• _Recorded data_:

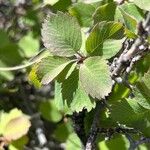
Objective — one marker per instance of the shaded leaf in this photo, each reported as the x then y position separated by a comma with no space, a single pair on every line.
21,124
73,142
49,111
102,32
143,4
111,48
50,67
51,2
95,77
71,97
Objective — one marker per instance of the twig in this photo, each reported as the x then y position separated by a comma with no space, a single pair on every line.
90,145
78,124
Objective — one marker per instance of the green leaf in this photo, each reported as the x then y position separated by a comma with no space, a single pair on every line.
143,4
71,97
63,131
83,12
73,142
49,111
61,34
33,78
116,142
111,47
62,5
130,22
29,45
105,12
130,15
132,114
51,2
6,117
95,77
82,100
50,67
102,32
21,124
142,95
19,144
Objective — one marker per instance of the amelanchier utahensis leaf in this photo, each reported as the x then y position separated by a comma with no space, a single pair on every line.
95,77
61,34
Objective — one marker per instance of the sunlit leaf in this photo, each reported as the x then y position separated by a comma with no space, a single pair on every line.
61,34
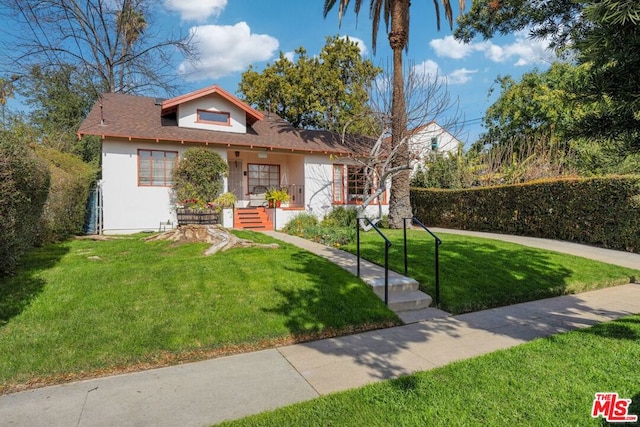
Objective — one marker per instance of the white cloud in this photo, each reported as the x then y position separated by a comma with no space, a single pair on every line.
361,45
196,10
432,70
225,49
460,76
523,51
449,47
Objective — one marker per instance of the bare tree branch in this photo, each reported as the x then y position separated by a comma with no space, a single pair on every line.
114,42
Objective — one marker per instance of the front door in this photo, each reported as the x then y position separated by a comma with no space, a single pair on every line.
236,179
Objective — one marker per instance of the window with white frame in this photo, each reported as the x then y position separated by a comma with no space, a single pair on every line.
349,185
155,167
213,117
267,176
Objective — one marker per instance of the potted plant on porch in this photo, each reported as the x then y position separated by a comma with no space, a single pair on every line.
276,197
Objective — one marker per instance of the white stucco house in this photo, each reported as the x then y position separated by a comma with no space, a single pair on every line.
143,138
431,140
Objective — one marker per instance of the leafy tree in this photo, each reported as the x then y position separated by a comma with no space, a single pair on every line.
395,14
60,98
558,20
602,35
324,92
199,175
24,186
65,210
108,41
611,47
538,107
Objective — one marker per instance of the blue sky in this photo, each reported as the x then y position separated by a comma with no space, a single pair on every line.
234,34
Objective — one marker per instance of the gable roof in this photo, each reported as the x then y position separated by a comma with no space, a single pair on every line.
117,115
170,105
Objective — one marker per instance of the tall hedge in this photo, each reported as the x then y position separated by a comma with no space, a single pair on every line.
24,186
65,209
598,211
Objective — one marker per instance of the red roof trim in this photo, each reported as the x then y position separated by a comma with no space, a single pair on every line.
182,141
253,115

• _Try it_:
Could you output every record above exactly as it appears, without the pictures?

• _Exercise solution_:
Objective — one marker per instance of the shaded leaf in this photo, each reported as the x then y position separated by a comma with no space, a single pair on every line.
21,124
73,142
49,111
102,32
143,4
111,48
50,67
51,2
95,77
71,97
Objective — one marker per instance of the twig in this photo, each reported as the x then y position separated by a comma with no space, a single pair on every line.
90,145
78,124
Objective — one marker per instance of the green leaf in this photo, each reported as the x then y position separated by a comma with no space, a single pair on every line.
143,4
71,97
63,131
83,12
73,142
49,111
61,34
33,78
116,142
111,47
62,5
130,22
29,45
105,12
130,15
132,114
51,2
6,117
95,77
82,100
50,67
102,32
21,124
142,95
19,144
Objective — one marker per instance of the amelanchier utahensis leaf in this photo, each reported as the x then y position separated by a comma with no space, a single pair on every line.
95,77
61,34
Objective — one marker per instance of the sunlit leaf in this photo, each reported as the x then y position separated by a comma with no space, a single pair on every line.
61,34
Objective — one marker per instance of the white cloud in this photo, each reported as the x then y position separated by a comma with no space, a single pair on every line.
361,45
196,10
432,70
225,49
460,76
523,51
449,47
Objective — one marker per instance of the bare tree branch in this photo, each reported as the x then y position separated by a comma with no space, a single pair on every line.
114,42
Objective — one marker per instance of the front door in this photo, each reported as the x then y position separated by a comma with no space, a single pair on every line.
236,179
Objective — one marker per instance of the window with white frame in this photo, each reported as the x then y position separated by a comma with no space, a single pair on every line.
349,185
155,167
213,117
267,176
Objective — one marker per instance of the potted plant on porch in this photo, each reported as the x then y position separated by a comma with no space, a single pair on every line.
276,197
Objective — one marker per instance of the white stucco house in this photo, each reported as the x then y position separated by a comma with no space, a single pair on every line.
143,138
431,140
Objective — one marker per instance of the leafy tree in this photo, each reported as the x then y position separated by a comma with no space, a single pair on every line.
395,14
60,98
558,20
602,35
324,92
199,175
24,186
65,210
108,41
611,47
538,107
Objective — one marker per instance of the blue sky in this photo, each reported as the x then y position separated by a comma with no space, a single pair on every line.
234,34
Objective — one marker per instance of the gable roof in this photo, each reported as the x then y position separated by a comma with no space, a single pair on every line.
117,115
170,105
Objective — one marker per instance of the tall hedge in this photo, each reported as the x then y position separated by a comma with no space, a single pair on every line.
24,186
65,209
598,211
Objective — one marker per instance of the red roof trim in this photo, each reported as the x then y position separated by a comma with no space, a single pair on every line.
182,141
253,115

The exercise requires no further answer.